* **Your instructions**:
The full text of the records below, minus any pictures, should be given back word for word.

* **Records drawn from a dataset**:
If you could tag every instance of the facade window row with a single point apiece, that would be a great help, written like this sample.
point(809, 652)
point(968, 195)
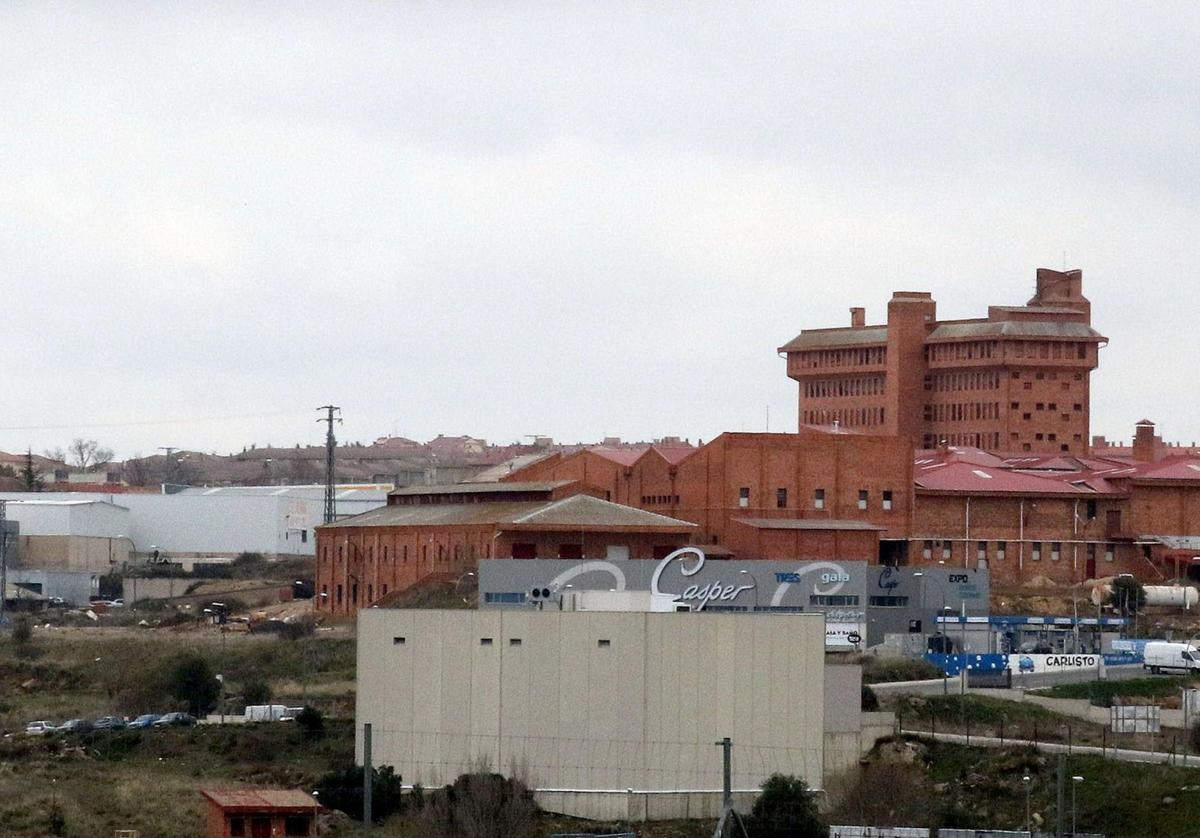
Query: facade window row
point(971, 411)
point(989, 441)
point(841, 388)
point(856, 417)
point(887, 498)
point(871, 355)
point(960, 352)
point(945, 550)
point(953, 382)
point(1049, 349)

* **Solution to the exercise**:
If you could tag every instance of the facade window row with a single point apiece, that would be a great help, written like this sample.
point(809, 652)
point(968, 195)
Query: facade window row
point(971, 411)
point(989, 441)
point(841, 388)
point(856, 417)
point(887, 498)
point(871, 355)
point(960, 352)
point(945, 550)
point(953, 382)
point(1049, 349)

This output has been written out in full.